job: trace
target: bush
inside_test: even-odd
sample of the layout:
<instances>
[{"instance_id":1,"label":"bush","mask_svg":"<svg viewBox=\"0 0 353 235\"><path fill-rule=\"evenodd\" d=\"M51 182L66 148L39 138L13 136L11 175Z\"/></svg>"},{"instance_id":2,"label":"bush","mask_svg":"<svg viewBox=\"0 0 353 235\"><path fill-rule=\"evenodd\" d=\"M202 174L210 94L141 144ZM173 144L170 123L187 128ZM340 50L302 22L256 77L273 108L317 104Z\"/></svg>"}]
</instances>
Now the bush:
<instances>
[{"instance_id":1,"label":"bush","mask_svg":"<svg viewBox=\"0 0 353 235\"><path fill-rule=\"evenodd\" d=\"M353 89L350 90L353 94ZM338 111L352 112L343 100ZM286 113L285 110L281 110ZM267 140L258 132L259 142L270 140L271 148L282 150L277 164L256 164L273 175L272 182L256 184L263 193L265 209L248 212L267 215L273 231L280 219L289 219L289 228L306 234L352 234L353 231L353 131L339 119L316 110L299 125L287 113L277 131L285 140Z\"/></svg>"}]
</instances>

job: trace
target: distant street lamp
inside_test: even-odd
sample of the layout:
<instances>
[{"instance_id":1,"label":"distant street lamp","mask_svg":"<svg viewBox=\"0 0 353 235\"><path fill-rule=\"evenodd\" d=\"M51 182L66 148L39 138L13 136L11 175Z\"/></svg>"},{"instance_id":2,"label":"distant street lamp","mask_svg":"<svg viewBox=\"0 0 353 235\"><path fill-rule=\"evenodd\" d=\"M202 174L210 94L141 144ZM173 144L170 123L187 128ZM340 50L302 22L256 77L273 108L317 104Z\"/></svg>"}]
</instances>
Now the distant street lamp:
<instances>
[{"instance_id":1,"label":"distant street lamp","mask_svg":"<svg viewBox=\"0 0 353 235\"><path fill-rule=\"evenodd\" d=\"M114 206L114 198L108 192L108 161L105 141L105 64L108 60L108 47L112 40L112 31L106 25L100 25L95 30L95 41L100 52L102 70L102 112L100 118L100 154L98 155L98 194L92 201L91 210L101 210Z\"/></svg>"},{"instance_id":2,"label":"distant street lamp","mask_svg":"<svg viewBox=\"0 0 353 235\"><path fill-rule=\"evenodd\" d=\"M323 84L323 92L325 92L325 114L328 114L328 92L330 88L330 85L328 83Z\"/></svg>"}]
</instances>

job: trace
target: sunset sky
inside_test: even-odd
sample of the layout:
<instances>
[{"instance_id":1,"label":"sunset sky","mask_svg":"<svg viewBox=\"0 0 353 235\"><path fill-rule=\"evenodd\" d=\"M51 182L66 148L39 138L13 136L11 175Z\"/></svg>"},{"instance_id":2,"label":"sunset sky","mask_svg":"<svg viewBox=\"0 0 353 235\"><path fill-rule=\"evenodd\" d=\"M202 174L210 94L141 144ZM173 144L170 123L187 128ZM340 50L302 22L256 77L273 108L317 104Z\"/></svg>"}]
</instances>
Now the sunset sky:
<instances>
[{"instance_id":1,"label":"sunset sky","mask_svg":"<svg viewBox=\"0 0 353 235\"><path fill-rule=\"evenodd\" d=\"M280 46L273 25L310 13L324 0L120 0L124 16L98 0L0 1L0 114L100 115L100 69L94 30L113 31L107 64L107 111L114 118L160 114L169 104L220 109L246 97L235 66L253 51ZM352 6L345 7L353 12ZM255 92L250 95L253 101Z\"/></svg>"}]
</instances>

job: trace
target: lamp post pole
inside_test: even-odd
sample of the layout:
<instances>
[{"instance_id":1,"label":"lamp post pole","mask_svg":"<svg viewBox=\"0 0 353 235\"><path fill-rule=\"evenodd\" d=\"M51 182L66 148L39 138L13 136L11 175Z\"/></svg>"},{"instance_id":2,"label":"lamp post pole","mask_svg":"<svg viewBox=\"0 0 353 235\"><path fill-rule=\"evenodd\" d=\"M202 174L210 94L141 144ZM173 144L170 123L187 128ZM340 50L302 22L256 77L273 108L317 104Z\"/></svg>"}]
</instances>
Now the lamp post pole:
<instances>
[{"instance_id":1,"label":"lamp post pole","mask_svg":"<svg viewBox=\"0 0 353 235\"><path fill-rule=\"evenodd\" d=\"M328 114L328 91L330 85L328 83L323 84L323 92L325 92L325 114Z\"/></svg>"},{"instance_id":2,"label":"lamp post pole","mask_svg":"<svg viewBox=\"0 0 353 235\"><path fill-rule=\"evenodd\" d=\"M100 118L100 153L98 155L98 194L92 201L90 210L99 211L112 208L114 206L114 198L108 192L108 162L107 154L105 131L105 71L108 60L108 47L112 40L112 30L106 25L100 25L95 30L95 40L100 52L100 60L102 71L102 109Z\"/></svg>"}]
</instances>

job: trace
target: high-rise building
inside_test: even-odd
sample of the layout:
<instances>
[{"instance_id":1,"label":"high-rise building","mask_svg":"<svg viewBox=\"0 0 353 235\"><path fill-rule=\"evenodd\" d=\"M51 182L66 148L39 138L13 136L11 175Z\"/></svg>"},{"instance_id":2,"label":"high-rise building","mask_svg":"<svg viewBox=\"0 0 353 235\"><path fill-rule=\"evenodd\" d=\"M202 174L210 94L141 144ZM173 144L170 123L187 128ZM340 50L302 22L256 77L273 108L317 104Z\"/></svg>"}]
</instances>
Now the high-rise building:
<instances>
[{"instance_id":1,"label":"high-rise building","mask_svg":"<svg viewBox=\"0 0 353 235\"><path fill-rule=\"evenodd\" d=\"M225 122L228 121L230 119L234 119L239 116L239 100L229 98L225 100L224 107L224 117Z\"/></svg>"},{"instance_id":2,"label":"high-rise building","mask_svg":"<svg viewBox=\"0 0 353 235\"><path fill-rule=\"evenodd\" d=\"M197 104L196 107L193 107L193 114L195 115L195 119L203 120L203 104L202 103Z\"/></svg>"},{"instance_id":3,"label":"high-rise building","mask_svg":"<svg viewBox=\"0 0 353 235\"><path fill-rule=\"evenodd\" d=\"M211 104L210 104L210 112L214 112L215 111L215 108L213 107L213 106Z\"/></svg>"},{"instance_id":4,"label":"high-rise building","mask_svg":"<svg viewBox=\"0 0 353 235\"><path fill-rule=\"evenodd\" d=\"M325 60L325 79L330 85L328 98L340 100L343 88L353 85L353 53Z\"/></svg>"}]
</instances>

==

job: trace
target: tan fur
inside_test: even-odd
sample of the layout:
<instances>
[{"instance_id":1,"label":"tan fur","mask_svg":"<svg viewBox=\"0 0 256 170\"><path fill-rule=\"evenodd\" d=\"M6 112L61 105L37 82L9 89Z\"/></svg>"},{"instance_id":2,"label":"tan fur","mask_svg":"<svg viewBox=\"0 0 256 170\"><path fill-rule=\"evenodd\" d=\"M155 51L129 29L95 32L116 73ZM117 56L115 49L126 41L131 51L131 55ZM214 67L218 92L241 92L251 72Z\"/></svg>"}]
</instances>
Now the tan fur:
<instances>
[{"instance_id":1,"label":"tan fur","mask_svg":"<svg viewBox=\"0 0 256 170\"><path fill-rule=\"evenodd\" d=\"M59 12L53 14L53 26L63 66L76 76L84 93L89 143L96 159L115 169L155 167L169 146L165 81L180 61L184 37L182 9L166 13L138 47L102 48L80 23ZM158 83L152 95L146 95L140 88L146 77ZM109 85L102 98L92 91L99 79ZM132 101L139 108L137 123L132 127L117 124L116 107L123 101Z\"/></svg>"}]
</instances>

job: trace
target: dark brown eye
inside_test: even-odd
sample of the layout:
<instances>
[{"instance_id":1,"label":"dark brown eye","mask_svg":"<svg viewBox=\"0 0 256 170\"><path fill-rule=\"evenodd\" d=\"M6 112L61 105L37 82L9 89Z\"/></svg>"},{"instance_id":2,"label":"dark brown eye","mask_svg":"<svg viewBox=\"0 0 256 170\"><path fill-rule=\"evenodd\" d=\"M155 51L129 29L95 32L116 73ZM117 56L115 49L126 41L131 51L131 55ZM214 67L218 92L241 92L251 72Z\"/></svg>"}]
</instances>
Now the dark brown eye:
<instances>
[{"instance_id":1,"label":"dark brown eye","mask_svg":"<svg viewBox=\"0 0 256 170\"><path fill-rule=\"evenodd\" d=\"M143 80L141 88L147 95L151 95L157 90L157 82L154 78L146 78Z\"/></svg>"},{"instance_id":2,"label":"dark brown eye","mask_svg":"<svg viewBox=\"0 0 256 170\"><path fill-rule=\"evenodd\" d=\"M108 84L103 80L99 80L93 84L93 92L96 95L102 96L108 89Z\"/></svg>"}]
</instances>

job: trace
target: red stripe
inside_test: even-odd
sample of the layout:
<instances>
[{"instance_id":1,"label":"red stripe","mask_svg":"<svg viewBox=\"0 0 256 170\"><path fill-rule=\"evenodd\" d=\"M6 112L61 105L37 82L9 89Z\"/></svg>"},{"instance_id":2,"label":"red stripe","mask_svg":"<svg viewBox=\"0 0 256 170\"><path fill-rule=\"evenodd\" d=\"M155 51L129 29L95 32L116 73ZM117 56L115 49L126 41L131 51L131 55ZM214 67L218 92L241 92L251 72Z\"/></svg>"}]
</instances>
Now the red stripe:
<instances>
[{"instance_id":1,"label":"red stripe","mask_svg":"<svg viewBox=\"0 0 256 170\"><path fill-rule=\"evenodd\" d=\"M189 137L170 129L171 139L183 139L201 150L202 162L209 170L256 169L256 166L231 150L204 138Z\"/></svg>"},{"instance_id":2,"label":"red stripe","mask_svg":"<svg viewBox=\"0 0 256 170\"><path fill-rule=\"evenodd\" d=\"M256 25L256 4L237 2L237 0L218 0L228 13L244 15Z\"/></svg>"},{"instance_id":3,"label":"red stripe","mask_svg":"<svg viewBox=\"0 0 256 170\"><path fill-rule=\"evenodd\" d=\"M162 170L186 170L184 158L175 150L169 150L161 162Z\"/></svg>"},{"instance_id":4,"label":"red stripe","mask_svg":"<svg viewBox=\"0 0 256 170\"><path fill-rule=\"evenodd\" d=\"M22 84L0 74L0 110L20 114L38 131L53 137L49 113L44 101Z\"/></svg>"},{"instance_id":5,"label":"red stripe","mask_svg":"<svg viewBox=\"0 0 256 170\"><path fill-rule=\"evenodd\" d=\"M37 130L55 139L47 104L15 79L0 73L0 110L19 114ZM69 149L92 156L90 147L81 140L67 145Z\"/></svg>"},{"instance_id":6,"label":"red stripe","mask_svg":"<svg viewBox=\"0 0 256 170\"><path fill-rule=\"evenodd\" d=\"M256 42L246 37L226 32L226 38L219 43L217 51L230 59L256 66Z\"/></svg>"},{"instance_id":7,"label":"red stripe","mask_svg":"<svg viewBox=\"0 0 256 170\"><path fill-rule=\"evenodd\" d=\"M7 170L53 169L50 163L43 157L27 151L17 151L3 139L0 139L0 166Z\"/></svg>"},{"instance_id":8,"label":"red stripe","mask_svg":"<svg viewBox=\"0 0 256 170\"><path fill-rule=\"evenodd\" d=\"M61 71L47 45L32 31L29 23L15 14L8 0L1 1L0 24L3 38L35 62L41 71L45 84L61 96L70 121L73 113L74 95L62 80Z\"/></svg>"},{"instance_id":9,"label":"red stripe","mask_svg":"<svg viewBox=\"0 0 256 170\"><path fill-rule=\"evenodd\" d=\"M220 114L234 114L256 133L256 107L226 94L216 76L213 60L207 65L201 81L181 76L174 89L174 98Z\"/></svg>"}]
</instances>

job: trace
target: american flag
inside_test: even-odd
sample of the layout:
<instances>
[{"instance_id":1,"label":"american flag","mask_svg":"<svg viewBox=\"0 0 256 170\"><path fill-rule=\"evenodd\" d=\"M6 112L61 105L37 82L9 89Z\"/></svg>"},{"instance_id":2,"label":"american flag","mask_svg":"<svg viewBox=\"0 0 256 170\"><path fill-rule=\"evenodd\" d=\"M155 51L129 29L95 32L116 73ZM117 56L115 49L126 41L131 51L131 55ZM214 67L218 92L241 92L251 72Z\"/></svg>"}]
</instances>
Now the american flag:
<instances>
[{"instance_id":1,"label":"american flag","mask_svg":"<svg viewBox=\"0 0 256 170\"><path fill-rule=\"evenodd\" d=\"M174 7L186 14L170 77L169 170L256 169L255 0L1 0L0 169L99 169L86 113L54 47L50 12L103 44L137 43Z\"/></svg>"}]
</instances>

**TASK INSTRUCTIONS**
Pick out and copy every line of the records that contains the string "target", treating uppercase and lowercase as different.

**RESULT OF THE TASK**
target: bush
target: distant street lamp
target: sunset sky
target: lamp post pole
target: high-rise building
target: tan fur
target: dark brown eye
target: red stripe
target: american flag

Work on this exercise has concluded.